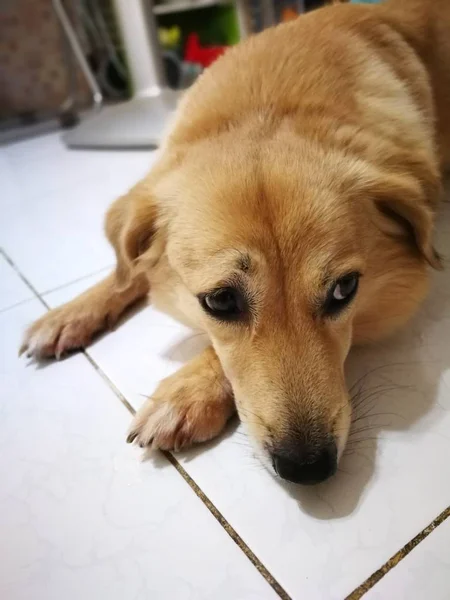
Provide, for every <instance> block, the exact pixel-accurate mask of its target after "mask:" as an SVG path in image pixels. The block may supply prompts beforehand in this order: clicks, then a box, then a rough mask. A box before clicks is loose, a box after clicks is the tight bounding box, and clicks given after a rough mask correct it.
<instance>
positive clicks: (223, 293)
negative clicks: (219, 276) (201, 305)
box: [199, 287, 246, 321]
mask: <svg viewBox="0 0 450 600" xmlns="http://www.w3.org/2000/svg"><path fill="white" fill-rule="evenodd" d="M199 300H200V304H201V305H202V307H203V309H204V310H205V311H206V312H207V313H208V314H210V315H211V316H213V317H215V318H216V319H221V320H222V321H232V320H236V319H239V318H240V317H241V315H242V314H243V313H244V312H245V308H246V302H245V299H244V297H243V296H242V294H241V293H240V292H239V290H236V289H235V288H230V287H227V288H220V289H218V290H214V291H213V292H210V293H209V294H202V295H200V296H199Z"/></svg>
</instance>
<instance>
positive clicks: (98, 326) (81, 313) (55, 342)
mask: <svg viewBox="0 0 450 600" xmlns="http://www.w3.org/2000/svg"><path fill="white" fill-rule="evenodd" d="M106 326H110V323H109V322H108V317H105V315H104V312H102V311H97V310H95V309H94V310H88V309H81V310H80V307H79V306H76V305H71V304H68V305H66V306H62V307H61V308H57V309H55V310H52V311H50V312H49V313H47V314H46V315H44V316H43V317H41V318H40V319H39V320H38V321H36V322H35V323H33V325H31V327H29V328H28V330H27V331H26V333H25V335H24V339H23V342H22V345H21V347H20V350H19V355H22V354H24V353H25V354H26V355H27V356H28V357H33V358H36V359H44V358H52V357H56V358H57V359H59V358H61V356H62V355H63V354H65V353H66V352H70V351H72V350H79V349H81V348H85V347H86V346H87V345H88V344H89V342H90V341H91V340H92V338H93V336H94V335H95V334H96V333H98V332H99V331H101V330H102V329H104V328H105V327H106Z"/></svg>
+-------+
**ACTIVITY:**
Can you copy all of the rows above character for character, leaving out the pictures?

**SOLUTION TO THIS PROBLEM:**
Provide, for every <instance> block, the exact pixel-accurate mask of its target after "mask:" as an SVG path in image pixels. The block may supply prompts beforehand in this order: clicks, then a box, then a rough mask. A box before clicks is loose, a box after clicks is the tight bounding box, and clicks given after a rough mask correct it.
<instance>
positive clicks: (223, 293)
negative clicks: (219, 276) (201, 305)
box: [199, 287, 246, 321]
mask: <svg viewBox="0 0 450 600" xmlns="http://www.w3.org/2000/svg"><path fill="white" fill-rule="evenodd" d="M199 300H200V304H201V305H202V307H203V309H204V310H205V311H206V312H207V313H208V314H210V315H211V316H213V317H215V318H216V319H221V320H222V321H232V320H236V319H239V318H240V317H241V315H242V314H243V313H244V312H245V308H246V302H245V299H244V297H243V296H242V294H241V293H240V292H239V290H236V289H235V288H230V287H227V288H220V289H218V290H214V291H213V292H210V293H209V294H202V295H200V296H199Z"/></svg>
</instance>
<instance>
positive clicks: (98, 326) (81, 313) (55, 342)
mask: <svg viewBox="0 0 450 600" xmlns="http://www.w3.org/2000/svg"><path fill="white" fill-rule="evenodd" d="M106 326H110V323H109V322H108V317H105V315H104V312H102V311H97V310H95V309H94V310H88V309H81V310H80V307H79V306H76V305H71V304H68V305H66V306H62V307H61V308H57V309H55V310H52V311H50V312H49V313H47V314H46V315H44V316H43V317H41V318H40V319H39V320H38V321H36V322H35V323H33V325H31V327H29V328H28V330H27V331H26V333H25V335H24V339H23V342H22V345H21V347H20V350H19V355H22V354H24V353H25V354H26V355H27V356H28V357H33V358H36V359H44V358H52V357H56V358H57V359H59V358H61V356H62V355H63V354H65V353H66V352H70V351H72V350H79V349H81V348H85V347H86V346H87V345H88V344H89V342H90V341H91V340H92V338H93V336H94V335H95V334H96V333H98V332H99V331H101V330H102V329H104V328H105V327H106Z"/></svg>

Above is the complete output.